- TEXTAUSZUG:
Seit ungefähr 30 Jahren gibt es nun schon im globalen Süden, etwa in Indien, Südafrika oder Indonesien Initiativen, auch dort die Geschichte der arbeitenden Menschen zu bewahren und zu schreiben. Initiativen, die vom IISG und vielen anderen gefördert und kommuniziert werden. Es ist augenscheinlich, dass diese Global Labor History anders arbeiten muss, als die alte Arbeitergeschichte. Jene überwindet den methodologischen Nationalismus, indem sie Gesellschaften als räumliche und soziale Netzwerke neu denkt, sie kritisiert den Eurozentrismus und nicht zuletzt hat ein sie völlig anderes Verständnis von Arbeit. Sie denkt „Arbeit“ als freie und als unfreie Arbeit, als bezahlte und als unbezahlte. Dadurch kommen Ausbeutungsverhältnisse wie etwa Migration und Sklaverei stärker auf die Agenda, ebenso wie die Bedeutung des Haushaltes und der geschlechtlichen Arbeitsteilung für die kapitalistische Ökonomie wie auch für das Verhalten und die Möglichkeiten der Arbeiter_innen.

Van der Linden untersucht nach seiner, der thematischen Einordnung und methodischen Selbstverortung dienenden Einleitung, Produktions- und Konsumgenossenschaften ebenso wie Formen von stärker konflikthaftem Widerstand, wie etwa Streiks, Gewerkschaften und Internationalismus. Im letzten Drittel belegt er, warum die Wallersteinsche Weltsystemtheorie und der ökofeministische Subsistenzansatz (von Maria Mies und anderen) für die Weiterentwicklung der Global Labor History wichtige Beiträge leisten. Van der Linden nähert sich diesen von ihm herangezogenen Theorien aber nicht unkritisch. So sei z.B. der Weltsystemansatz deterministisch, da er zu starken Wert auf die Bedeutung der internationalen Arbeitsteilung lege – welche dazu hin immer als mit einem Zentrum ausgestattet gedacht werde. Die Subsistenztheorie lenke den Fokus auf Haushalt und Familie, ziehe aber zu wenig in Betracht, dass eine scharfe Abgrenzung zwischen „Produktion“ und „Reproduktion“, erst recht zu verschiedenen historischen Zeitpunkten, sehr schwierig sei.

Den Abschluss dieses Werkes, das mit aller Wahrscheinlichkeit nie ins Deutsche übersetzt werden wird, bildet eine 75 Seiten umfassende Bibliographie. Das Buch ist angesichts seines Preises klassische Bibliotheksware, es wäre zu wünschen, dass es irgendwann einmal im Sinne von open access kostenfrei im Netz zugänglich wäre, dies würde seinen Gebrauchswert für Nutzer_innen mit geringem Einkommen bedeutend erhöhen.

- AUFGABEN:
1. Aktualisiere den Abschnitt der Rezension, der mit den Worten „Den Abschluss dieses“ beginnt und mit „Einkommen bedeutend erhöhen.“ endet, indem du „Bibliographie“ durch „Literaturliste“ ersetzt, und gib ihn dann wieder.
2. Welche zwei Theorien leisten laut der Rezension wichtige Beiträge zur Weiterentwicklung der Global Labor History?
3. Führe die Rezension zur Global Labor History bitte nach ihrem letzten Satz fort.

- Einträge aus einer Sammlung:
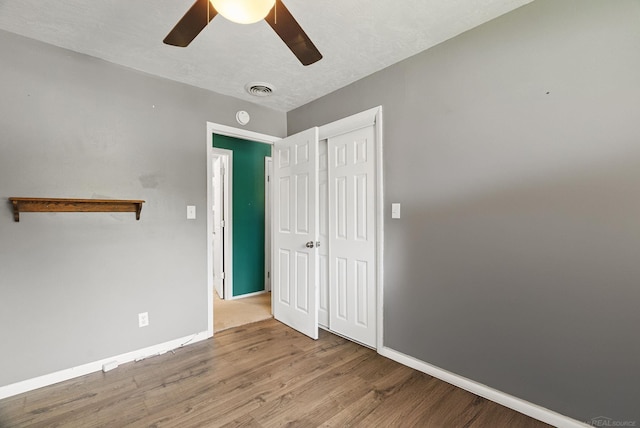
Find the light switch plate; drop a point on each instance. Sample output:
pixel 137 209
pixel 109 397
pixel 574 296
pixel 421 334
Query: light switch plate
pixel 191 212
pixel 395 210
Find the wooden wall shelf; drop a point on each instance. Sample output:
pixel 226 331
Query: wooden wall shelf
pixel 74 205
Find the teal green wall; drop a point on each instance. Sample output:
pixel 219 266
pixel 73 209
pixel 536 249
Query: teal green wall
pixel 248 212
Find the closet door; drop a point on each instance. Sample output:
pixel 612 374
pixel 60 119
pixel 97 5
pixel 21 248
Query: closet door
pixel 352 227
pixel 295 232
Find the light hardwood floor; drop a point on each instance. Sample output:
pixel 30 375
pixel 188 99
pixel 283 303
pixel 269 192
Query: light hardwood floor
pixel 260 375
pixel 237 312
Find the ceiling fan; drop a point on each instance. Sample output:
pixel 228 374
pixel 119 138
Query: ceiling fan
pixel 277 16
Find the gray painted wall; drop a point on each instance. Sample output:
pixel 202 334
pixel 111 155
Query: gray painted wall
pixel 515 152
pixel 72 284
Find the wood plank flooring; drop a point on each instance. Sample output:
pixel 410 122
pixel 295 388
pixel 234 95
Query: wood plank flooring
pixel 237 312
pixel 260 375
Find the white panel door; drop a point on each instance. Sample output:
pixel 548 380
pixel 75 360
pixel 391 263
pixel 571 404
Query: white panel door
pixel 352 246
pixel 218 235
pixel 295 258
pixel 323 228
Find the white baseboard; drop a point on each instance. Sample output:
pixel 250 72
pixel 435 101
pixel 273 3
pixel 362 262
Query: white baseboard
pixel 62 375
pixel 517 404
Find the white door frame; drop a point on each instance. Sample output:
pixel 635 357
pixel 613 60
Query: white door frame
pixel 371 117
pixel 268 162
pixel 215 128
pixel 226 157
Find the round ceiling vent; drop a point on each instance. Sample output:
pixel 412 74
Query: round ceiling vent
pixel 259 89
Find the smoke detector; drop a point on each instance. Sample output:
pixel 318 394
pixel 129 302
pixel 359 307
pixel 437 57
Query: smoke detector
pixel 259 89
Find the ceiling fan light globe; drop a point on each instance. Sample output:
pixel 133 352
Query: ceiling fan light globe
pixel 243 11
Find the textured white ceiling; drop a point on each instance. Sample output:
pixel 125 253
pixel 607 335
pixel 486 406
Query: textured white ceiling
pixel 356 38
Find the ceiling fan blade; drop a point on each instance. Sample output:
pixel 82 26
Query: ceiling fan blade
pixel 285 25
pixel 191 24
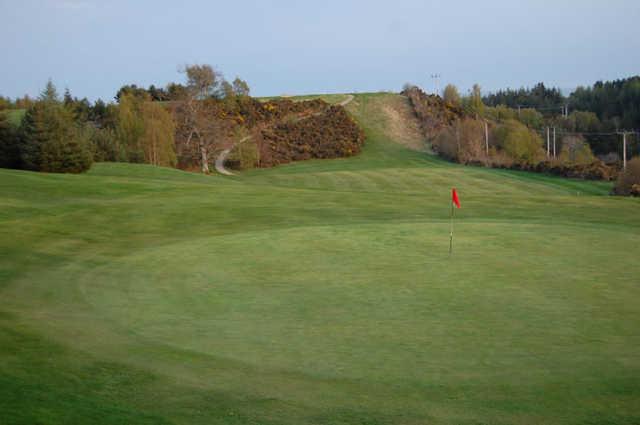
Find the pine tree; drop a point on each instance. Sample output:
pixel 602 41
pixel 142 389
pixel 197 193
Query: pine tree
pixel 9 149
pixel 50 140
pixel 130 127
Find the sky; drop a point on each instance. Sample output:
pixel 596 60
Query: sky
pixel 330 46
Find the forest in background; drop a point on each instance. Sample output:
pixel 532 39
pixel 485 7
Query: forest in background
pixel 182 125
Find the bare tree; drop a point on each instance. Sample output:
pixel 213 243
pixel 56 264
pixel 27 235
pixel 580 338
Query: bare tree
pixel 200 119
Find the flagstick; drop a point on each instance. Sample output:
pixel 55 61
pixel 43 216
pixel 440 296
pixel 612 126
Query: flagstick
pixel 451 233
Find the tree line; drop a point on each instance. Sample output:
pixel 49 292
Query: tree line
pixel 66 134
pixel 466 130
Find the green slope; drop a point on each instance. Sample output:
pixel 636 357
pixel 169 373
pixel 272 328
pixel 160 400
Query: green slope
pixel 318 292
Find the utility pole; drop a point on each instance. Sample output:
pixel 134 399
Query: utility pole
pixel 486 137
pixel 547 142
pixel 624 150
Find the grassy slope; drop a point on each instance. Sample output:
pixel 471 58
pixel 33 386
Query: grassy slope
pixel 319 292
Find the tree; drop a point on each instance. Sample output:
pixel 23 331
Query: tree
pixel 9 149
pixel 240 87
pixel 575 150
pixel 474 101
pixel 51 140
pixel 158 135
pixel 519 142
pixel 200 116
pixel 451 95
pixel 130 126
pixel 531 118
pixel 629 180
pixel 50 93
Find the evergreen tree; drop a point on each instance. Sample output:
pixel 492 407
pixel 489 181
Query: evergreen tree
pixel 451 95
pixel 50 93
pixel 240 87
pixel 9 149
pixel 51 140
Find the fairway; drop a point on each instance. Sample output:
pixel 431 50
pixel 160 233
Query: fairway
pixel 320 292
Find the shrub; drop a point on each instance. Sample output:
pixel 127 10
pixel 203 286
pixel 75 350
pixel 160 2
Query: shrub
pixel 463 141
pixel 520 143
pixel 628 181
pixel 50 140
pixel 245 155
pixel 576 151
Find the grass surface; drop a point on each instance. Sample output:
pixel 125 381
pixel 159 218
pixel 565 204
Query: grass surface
pixel 318 292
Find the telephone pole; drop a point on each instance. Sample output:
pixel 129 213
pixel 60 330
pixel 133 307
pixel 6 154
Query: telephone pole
pixel 436 77
pixel 547 142
pixel 624 150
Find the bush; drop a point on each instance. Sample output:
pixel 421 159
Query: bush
pixel 520 143
pixel 628 182
pixel 576 151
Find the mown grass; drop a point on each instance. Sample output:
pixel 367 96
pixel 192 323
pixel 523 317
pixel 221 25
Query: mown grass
pixel 319 292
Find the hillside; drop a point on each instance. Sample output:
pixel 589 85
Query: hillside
pixel 318 292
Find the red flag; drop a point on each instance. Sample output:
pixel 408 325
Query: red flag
pixel 454 197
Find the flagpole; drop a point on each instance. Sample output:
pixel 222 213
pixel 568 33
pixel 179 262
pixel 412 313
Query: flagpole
pixel 451 232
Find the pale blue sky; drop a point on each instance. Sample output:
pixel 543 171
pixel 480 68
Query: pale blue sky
pixel 94 47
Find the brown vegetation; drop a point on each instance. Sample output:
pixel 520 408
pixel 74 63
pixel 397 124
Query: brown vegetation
pixel 628 182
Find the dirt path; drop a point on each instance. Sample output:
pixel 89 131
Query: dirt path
pixel 219 164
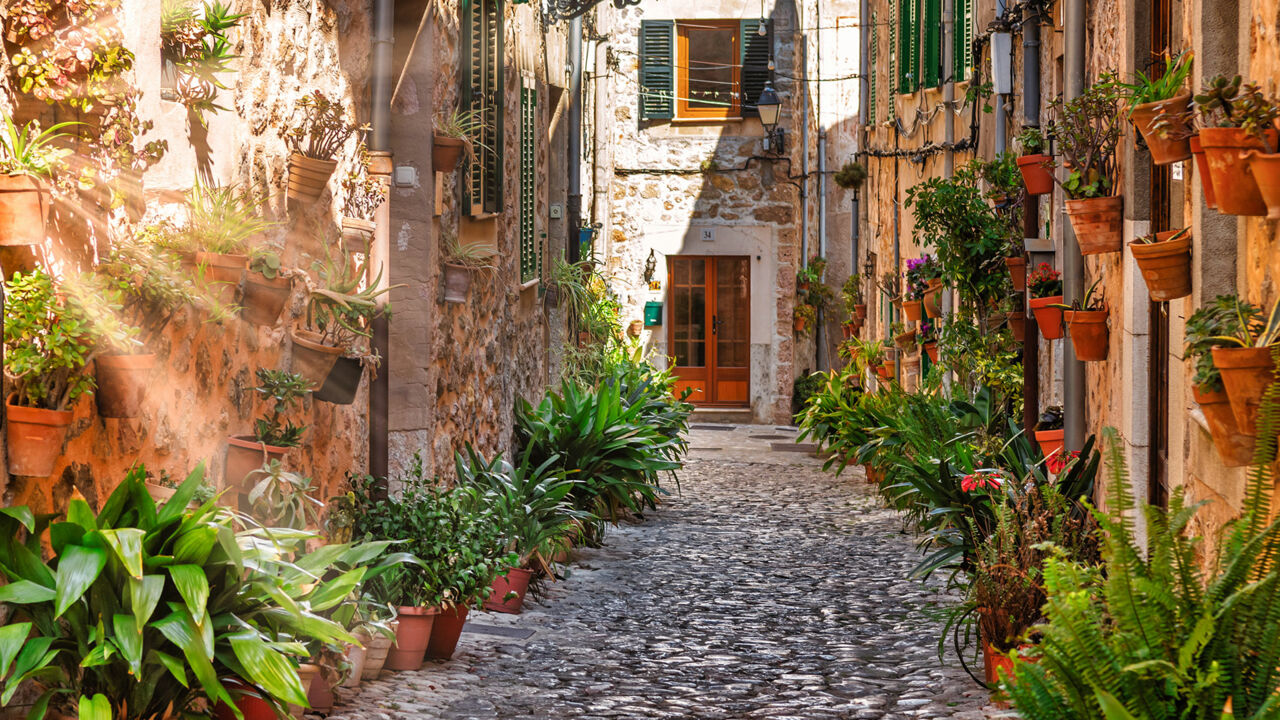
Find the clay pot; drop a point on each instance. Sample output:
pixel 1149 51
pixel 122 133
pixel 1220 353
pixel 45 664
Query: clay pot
pixel 245 455
pixel 457 279
pixel 1088 329
pixel 311 358
pixel 412 637
pixel 1234 447
pixel 309 177
pixel 122 383
pixel 1050 319
pixel 1164 150
pixel 1098 223
pixel 375 655
pixel 342 383
pixel 1050 441
pixel 35 438
pixel 264 299
pixel 1036 173
pixel 446 632
pixel 23 210
pixel 516 580
pixel 1166 265
pixel 1265 169
pixel 1246 372
pixel 446 153
pixel 1234 187
pixel 1016 272
pixel 1202 171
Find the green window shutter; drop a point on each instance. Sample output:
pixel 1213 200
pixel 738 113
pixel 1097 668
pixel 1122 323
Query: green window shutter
pixel 657 69
pixel 530 258
pixel 932 41
pixel 755 50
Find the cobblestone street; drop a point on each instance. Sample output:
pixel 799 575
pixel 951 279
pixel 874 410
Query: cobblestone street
pixel 763 588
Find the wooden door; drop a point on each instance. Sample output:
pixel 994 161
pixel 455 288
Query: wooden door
pixel 709 328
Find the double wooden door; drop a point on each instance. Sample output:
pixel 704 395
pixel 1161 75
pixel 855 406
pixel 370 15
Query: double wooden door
pixel 708 332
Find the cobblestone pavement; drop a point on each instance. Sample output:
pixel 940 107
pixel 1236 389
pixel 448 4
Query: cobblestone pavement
pixel 766 588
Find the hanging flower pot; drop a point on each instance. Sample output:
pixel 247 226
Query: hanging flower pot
pixel 1246 372
pixel 23 210
pixel 311 358
pixel 1050 319
pixel 1016 272
pixel 1165 264
pixel 1234 187
pixel 122 383
pixel 1036 173
pixel 1088 331
pixel 1166 145
pixel 1202 171
pixel 1098 223
pixel 446 632
pixel 508 591
pixel 35 438
pixel 1234 447
pixel 309 177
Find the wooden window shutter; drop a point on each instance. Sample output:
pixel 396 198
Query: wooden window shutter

- ERGEBNISSE JE AUFGABE:
1.
Den Abschluss dieses Werkes, das mit aller Wahrscheinlichkeit nie ins Deutsche übersetzt werden wird, bildet eine 75 Seiten umfassende Literaturliste. Das Buch ist angesichts seines Preises klassische Bibliotheksware, es wäre zu wünschen, dass es irgendwann einmal im Sinne von open access kostenfrei im Netz zugänglich wäre, dies würde seinen Gebrauchswert für Nutzer_innen mit geringem Einkommen bedeutend erhöhen.

2. Die Wallersteinsche Weltsystemtheorie und der ökofeministische Subsistenzansatz.

3.
Anmerkungen

Marcel van der Linden: Workers of the World. Essays Towards a Global Labor History (Studies in Global Social History Vol 1) Brill Publishers, Leiden 2008, 385 Seiten.
Verlagsinfo unter www.brill.nl[5]

Das Buch Transnational Labour History. Explorations, Aldershot 2003, von Marcel van der Linden ist am 23.10. 2004 bei H-Soz-u-Kult[6] besprochen worden.

Texte des IISG zum Thema v.a. unter www.iisg.nl[7]
Broschüre des IISG von 2005 zu seiner Arbeit im Feld der Global Labour History siehe unter www.iisg.nl[8] (pdf)

Zum Autor:

Bernd Hüttner, Jahrgang 1966, Politikwissenschaftler, arbeitet als Regionalmitarbeiter der Rosa-Luxemburg-Stiftung in Bremen. Koordinator des bundesweiten Gesprächskreises Geschichte der RLS und Mitglied der Historischen Kommission der Partei DIE LINKE. Weiteres siehe hier auf der Website der Bremer Landesstiftung der RLS[9].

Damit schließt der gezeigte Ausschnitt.